• **ACTION ITEM**: Some lines in the material below hold the word "tablecloth". Copy all of them.

• **RECORDS FOR THE TASK**:
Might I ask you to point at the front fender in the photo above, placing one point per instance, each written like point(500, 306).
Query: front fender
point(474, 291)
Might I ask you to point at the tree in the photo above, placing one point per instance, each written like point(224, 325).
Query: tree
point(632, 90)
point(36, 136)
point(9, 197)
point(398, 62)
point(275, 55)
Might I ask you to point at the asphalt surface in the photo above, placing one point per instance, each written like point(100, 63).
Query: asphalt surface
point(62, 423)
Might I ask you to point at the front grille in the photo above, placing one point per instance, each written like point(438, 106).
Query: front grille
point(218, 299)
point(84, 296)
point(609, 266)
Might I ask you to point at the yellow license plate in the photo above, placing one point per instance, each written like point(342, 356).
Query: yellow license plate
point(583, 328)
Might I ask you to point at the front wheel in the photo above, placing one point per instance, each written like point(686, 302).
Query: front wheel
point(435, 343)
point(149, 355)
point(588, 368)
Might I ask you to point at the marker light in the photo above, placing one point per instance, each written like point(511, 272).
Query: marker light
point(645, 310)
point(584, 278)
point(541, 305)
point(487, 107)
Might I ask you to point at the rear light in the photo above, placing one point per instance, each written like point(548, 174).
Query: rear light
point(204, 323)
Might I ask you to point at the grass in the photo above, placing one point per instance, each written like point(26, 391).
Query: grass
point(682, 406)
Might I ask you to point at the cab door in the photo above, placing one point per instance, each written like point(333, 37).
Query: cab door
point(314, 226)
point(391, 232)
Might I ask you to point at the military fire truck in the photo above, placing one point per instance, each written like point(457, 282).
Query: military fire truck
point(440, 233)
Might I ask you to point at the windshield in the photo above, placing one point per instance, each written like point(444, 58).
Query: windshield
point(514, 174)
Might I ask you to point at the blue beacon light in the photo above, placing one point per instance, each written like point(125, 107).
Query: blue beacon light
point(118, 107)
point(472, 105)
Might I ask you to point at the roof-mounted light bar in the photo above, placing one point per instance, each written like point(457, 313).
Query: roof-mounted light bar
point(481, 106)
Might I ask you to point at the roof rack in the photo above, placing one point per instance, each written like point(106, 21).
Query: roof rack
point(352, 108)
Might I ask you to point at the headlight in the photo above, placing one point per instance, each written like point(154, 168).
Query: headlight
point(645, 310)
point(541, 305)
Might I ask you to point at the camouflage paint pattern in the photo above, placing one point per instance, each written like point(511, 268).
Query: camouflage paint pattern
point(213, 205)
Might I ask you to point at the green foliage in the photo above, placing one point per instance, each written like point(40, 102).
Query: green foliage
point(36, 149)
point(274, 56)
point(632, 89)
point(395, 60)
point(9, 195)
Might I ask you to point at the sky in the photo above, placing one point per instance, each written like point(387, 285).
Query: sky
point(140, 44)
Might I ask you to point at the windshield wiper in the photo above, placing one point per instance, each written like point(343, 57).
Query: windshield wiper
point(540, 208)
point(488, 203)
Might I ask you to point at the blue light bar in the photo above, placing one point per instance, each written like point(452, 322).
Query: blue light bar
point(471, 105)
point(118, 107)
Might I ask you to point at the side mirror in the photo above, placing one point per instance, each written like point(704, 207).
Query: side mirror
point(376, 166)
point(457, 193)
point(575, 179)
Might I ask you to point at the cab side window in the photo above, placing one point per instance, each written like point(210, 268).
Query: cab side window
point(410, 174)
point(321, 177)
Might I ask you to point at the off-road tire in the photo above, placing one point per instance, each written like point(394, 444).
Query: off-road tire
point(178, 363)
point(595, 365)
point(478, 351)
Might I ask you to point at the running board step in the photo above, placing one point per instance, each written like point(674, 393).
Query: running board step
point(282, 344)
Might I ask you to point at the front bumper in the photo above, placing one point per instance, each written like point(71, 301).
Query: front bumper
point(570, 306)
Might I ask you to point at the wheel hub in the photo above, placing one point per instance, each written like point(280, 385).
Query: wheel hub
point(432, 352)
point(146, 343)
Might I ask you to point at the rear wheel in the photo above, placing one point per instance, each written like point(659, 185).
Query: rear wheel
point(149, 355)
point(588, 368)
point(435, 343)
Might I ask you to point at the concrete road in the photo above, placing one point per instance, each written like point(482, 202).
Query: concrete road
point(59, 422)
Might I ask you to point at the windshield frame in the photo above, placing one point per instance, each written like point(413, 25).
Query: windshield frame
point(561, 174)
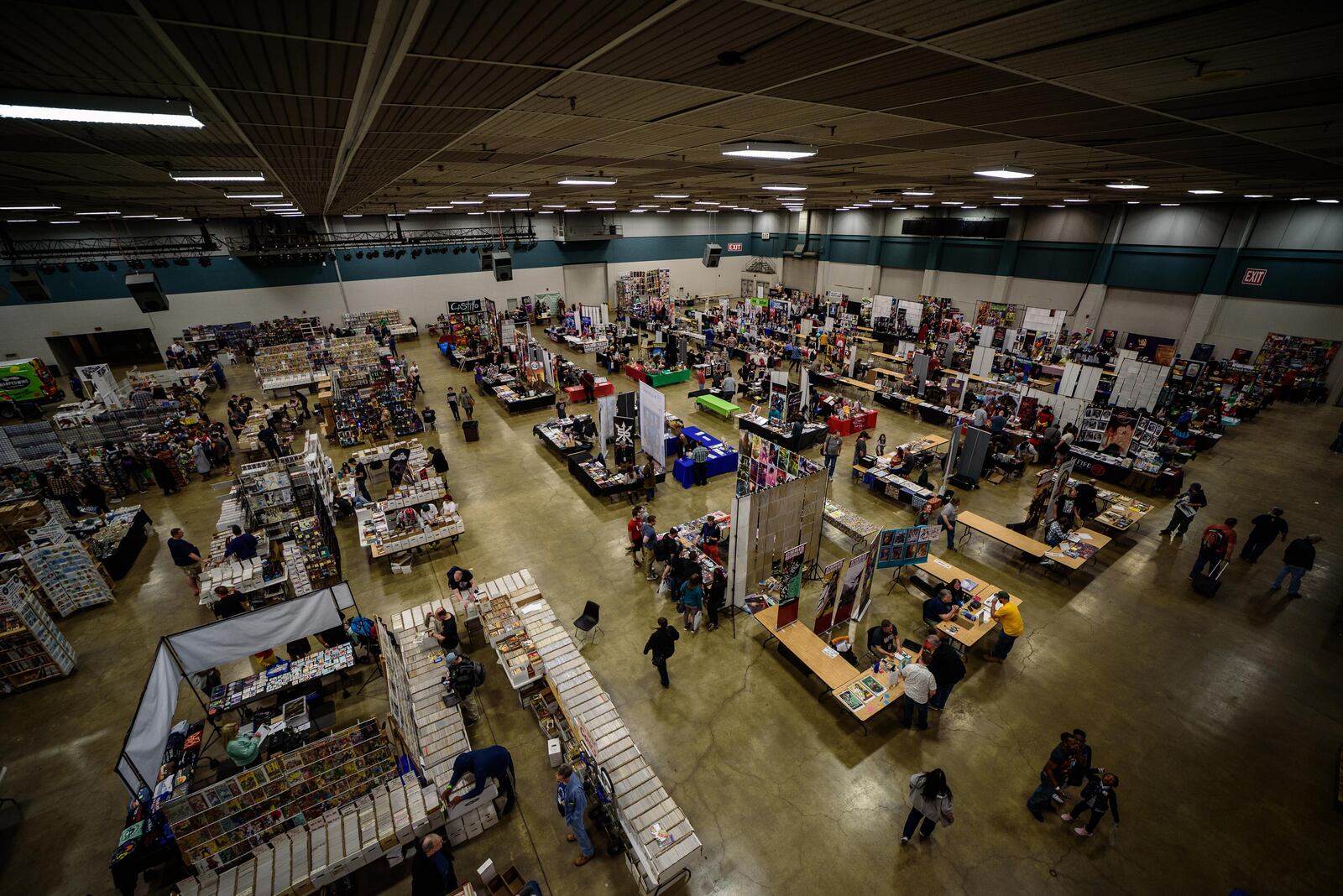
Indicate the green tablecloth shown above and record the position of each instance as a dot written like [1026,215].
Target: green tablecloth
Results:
[718,405]
[668,378]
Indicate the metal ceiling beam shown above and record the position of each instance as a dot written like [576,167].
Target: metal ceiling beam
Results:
[396,23]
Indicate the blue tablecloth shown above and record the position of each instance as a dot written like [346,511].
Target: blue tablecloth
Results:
[718,464]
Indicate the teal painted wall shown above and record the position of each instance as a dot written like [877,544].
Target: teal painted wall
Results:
[1295,275]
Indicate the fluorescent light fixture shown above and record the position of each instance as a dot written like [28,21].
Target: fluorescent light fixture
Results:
[766,149]
[97,110]
[1006,172]
[217,176]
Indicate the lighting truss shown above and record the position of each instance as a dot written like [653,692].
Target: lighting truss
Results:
[262,244]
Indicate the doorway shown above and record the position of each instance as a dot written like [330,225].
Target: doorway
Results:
[118,347]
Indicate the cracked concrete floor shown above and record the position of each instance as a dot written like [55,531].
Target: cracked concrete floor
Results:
[1221,716]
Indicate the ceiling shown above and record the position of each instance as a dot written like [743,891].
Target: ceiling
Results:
[379,105]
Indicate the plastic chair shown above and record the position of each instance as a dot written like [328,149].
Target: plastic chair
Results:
[588,622]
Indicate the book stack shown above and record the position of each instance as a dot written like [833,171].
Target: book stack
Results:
[65,570]
[33,649]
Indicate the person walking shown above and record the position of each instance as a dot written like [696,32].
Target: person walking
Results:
[1053,777]
[718,596]
[488,762]
[947,669]
[1186,506]
[572,804]
[186,557]
[1298,560]
[700,463]
[947,519]
[692,602]
[1267,528]
[1098,795]
[465,675]
[920,685]
[662,645]
[1004,611]
[930,802]
[832,452]
[1215,544]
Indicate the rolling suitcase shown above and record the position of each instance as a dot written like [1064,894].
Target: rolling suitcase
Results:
[1206,584]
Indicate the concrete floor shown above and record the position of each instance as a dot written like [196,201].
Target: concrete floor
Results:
[1221,716]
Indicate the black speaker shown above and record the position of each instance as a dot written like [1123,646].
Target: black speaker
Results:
[144,290]
[29,284]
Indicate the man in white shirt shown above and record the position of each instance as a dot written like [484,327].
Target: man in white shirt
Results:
[920,685]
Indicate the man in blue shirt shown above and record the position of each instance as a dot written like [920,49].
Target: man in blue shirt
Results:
[572,805]
[483,763]
[242,544]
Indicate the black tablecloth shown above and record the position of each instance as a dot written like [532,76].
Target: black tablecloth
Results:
[121,560]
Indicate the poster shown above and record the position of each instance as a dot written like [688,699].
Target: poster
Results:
[826,602]
[1119,434]
[904,546]
[849,585]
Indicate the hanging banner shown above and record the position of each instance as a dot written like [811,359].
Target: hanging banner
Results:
[826,602]
[101,383]
[653,423]
[849,588]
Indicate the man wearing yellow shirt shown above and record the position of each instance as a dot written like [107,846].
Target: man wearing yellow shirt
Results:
[1004,611]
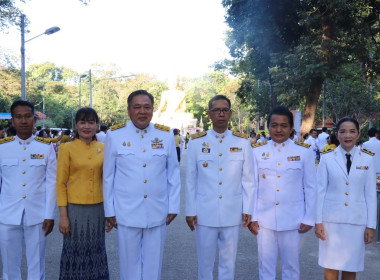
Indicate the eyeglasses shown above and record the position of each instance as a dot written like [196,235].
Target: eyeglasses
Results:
[220,110]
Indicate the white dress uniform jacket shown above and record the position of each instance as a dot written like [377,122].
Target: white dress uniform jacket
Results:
[313,142]
[322,140]
[347,198]
[285,193]
[219,181]
[373,145]
[27,181]
[141,182]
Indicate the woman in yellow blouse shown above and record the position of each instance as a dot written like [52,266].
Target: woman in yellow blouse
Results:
[80,202]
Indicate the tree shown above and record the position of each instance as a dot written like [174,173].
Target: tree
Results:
[200,90]
[316,40]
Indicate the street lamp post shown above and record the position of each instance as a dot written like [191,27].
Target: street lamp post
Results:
[80,85]
[49,31]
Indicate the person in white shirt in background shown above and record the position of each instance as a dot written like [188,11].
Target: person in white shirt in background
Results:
[322,138]
[181,143]
[312,140]
[101,136]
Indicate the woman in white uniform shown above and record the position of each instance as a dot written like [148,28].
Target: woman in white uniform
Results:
[346,209]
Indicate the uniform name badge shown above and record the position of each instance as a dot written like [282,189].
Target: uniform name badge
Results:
[157,144]
[294,158]
[37,156]
[206,149]
[363,168]
[265,156]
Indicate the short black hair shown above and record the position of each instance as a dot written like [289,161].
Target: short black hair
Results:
[334,140]
[22,103]
[41,133]
[219,97]
[86,114]
[372,132]
[282,111]
[347,119]
[11,131]
[103,127]
[139,92]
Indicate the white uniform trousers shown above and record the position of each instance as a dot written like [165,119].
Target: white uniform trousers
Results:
[270,243]
[208,239]
[11,242]
[141,246]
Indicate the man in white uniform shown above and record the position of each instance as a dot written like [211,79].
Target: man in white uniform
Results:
[322,138]
[101,136]
[285,197]
[27,195]
[219,190]
[141,188]
[373,145]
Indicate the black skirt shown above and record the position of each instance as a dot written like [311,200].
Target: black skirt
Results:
[84,253]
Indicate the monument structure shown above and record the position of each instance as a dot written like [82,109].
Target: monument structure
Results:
[172,112]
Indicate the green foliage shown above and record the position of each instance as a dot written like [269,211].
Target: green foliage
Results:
[200,90]
[294,45]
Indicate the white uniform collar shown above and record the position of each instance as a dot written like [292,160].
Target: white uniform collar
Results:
[219,135]
[343,152]
[141,131]
[24,142]
[283,144]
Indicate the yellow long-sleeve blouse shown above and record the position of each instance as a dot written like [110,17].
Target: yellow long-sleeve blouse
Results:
[80,173]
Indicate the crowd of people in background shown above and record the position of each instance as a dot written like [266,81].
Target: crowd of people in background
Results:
[128,178]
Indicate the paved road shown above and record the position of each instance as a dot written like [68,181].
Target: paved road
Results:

• **WRITTEN RESPONSE**:
Indicate the green tablecloth shown above and record the position of each instance as a dot written like [1026,215].
Target: green tablecloth
Indicate the blue tablecloth shown above and record the position of each instance as a dot written like [346,511].
Target: blue tablecloth
Indicate the black tablecloth shown above and record the position of each instance as a dot written like [532,76].
Target: black tablecloth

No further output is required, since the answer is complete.